▶ **EXERCISE AIM**
Your task is to return all the entries below exactly, with every picture omitted.

▶ **DATA PROVIDED**
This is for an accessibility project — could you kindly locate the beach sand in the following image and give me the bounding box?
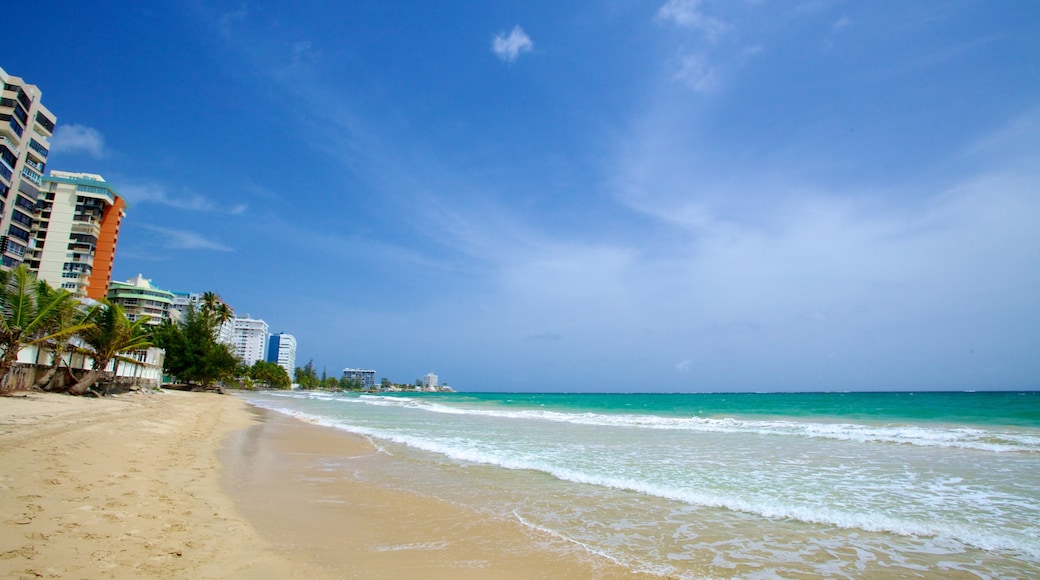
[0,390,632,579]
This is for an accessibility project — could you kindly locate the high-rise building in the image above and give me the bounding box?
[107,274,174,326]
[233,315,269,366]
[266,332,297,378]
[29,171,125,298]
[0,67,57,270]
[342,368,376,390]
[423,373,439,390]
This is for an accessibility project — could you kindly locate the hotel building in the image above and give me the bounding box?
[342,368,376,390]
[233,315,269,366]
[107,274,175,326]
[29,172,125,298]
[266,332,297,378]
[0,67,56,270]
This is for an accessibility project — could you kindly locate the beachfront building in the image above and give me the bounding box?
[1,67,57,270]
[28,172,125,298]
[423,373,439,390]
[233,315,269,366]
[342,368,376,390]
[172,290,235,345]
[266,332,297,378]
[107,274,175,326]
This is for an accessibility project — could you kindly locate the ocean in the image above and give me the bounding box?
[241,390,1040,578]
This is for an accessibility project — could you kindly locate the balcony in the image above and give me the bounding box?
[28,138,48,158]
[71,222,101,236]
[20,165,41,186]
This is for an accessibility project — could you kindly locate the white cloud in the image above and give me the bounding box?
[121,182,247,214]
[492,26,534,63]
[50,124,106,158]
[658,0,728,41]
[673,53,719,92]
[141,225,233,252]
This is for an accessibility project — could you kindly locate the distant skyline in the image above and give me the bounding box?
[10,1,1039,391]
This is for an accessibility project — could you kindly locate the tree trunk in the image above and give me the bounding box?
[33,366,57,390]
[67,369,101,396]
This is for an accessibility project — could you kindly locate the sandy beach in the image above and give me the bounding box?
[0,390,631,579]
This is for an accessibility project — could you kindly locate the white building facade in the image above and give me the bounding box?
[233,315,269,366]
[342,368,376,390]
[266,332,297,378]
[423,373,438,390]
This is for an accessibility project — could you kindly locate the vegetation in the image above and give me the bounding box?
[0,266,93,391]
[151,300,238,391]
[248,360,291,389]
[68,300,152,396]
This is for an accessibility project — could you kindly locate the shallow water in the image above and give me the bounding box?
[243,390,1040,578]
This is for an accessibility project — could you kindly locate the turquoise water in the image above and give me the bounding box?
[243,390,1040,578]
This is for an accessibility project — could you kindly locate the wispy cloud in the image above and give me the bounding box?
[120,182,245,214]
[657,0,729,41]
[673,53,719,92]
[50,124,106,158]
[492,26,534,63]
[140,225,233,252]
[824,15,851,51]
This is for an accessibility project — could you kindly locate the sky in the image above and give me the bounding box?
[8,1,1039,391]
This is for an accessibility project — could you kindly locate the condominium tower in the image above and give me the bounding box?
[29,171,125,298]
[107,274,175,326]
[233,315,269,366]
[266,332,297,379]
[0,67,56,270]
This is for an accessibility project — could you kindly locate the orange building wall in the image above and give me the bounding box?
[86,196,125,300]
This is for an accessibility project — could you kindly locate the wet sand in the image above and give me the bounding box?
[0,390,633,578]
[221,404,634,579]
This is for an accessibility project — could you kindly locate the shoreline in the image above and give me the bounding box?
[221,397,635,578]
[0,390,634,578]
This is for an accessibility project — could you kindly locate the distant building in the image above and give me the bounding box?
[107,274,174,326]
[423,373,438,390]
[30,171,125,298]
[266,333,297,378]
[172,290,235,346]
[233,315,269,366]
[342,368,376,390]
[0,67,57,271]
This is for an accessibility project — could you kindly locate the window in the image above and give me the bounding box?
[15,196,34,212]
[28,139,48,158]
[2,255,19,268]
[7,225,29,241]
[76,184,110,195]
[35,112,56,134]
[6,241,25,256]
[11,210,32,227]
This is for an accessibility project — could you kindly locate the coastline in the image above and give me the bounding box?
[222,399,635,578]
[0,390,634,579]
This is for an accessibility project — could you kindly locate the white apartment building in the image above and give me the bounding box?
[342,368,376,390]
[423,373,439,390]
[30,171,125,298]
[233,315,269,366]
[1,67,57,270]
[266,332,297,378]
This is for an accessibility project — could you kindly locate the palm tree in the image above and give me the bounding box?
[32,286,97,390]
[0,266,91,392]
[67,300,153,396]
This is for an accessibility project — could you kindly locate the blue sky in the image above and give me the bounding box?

▶ **RESPONSE AREA**
This is for an accessibility project — could you kindly locate the beach sand in the following image and give me the bounding box?
[0,390,632,579]
This is for an accessibility project — could you kindly locate the high-rise building in the image above and give me the bounding box?
[107,274,174,326]
[233,315,269,366]
[266,332,297,378]
[29,171,125,298]
[0,67,57,270]
[342,368,376,390]
[423,373,439,390]
This is for an accessibility project — could you kindly locate the hotel building in the image above and give me the bounding box?
[342,368,376,390]
[233,315,269,366]
[107,274,175,326]
[29,172,125,298]
[266,332,297,378]
[0,67,56,270]
This is for an accessibility project — could you kindly locate the beachfront building in the image above and give me the bounding box?
[1,67,57,270]
[28,172,125,298]
[423,373,439,390]
[233,315,269,366]
[342,368,376,390]
[172,290,235,345]
[266,332,297,378]
[107,274,175,326]
This is for an accessibility project — could you kindly locate the ocean in the image above and give me the bounding box?
[241,390,1040,578]
This is for an accessibility project — could you kindly locate the balcony in the image above and give me the bounding box?
[28,138,48,158]
[71,222,101,236]
[20,165,41,186]
This is for an accessibility project — could you kindly locate the white cloud in the image above and give me the bounding box?
[121,182,247,214]
[492,26,534,63]
[50,124,106,158]
[658,0,728,41]
[673,53,719,92]
[141,225,233,252]
This is for an accessibility project — could you kindly locate the distant skyline in the image above and give me the bounding box?
[10,1,1039,391]
This is for an accessibility project — could you kindly locate the tree trunk in the image above and give me the bounding box?
[33,366,57,390]
[67,369,101,396]
This is for an accessibility project — could you kindly locate the sandy beach in the image above and give me the bounding box?
[0,390,631,579]
This is for an accessibility project — could you kindly locate the white building facade in the image above and give me the bounding box?
[233,315,269,366]
[342,368,376,390]
[266,332,297,378]
[423,373,438,390]
This is for an accessibility project — could you kindly locate the vegetation in the image above and give me the bounding box?
[0,266,93,391]
[151,300,238,391]
[248,360,291,389]
[68,300,152,396]
This is for an accessibility project — could you kindly locate the shallow water in the image above and give me the bounding box?
[243,390,1040,578]
This is for an accessibility project — could you kindly locate the turquoise water in the image above and give me the bounding box?
[243,390,1040,578]
This is for an accessibility project — could you kindly locate the wispy cloud in the image above and give me the bounding box?
[120,182,245,214]
[657,0,729,41]
[673,53,719,92]
[50,124,106,158]
[492,26,534,63]
[140,225,233,252]
[824,15,851,51]
This is for an accessibility project — could you kindly locate the sky in the image above and give me the bounding box?
[8,1,1039,391]
This is for an accessibility project — could you kindly locate the condominium tower in the image above and give me the bounding box?
[29,171,125,298]
[107,274,175,326]
[233,315,269,366]
[266,332,297,379]
[0,67,56,270]
This is for an accessibility project — could you kindly locate the orange building wall in the image above and give me the bounding box?
[86,196,125,300]
This is for an accessibility project — could you kindly locate the wet sand in the image above and give me the bounding box?
[0,390,633,578]
[221,404,634,579]
This is for an accessibility project — could you kindly locate the shoreline in the image above and give me the bounding box?
[221,397,635,578]
[0,390,634,578]
This is for an accessibility project — could you kindly locate the distant building in the image above and give me the bounding box?
[107,274,174,326]
[423,373,438,390]
[30,171,125,298]
[266,333,297,378]
[172,290,235,346]
[233,315,269,366]
[342,368,376,390]
[0,67,57,271]
This is for an accessibility project — could you kindly locate the window in the image above and give me the bounding box?
[15,196,34,212]
[28,139,48,158]
[2,255,19,268]
[7,225,29,241]
[76,184,110,195]
[35,112,56,134]
[6,241,25,256]
[11,210,32,227]
This is for an accessibility project — could you kindly locate the coastline in the image above and give me the bounding box?
[222,399,635,578]
[0,390,634,579]
This is for an accessibility project — could you kindly locate the white apartment building in the image above and give me the bounding box?
[342,368,376,390]
[423,373,439,390]
[30,171,125,298]
[233,315,269,366]
[1,67,57,270]
[266,332,297,378]
This is for an accessibility project — could you kindly locate the palm tree in the image above and give me the bounding box?
[32,286,97,390]
[0,266,91,392]
[67,300,153,396]
This is for an accessibility project — could you kindly locate the blue sky in the image above and give me the bounding box?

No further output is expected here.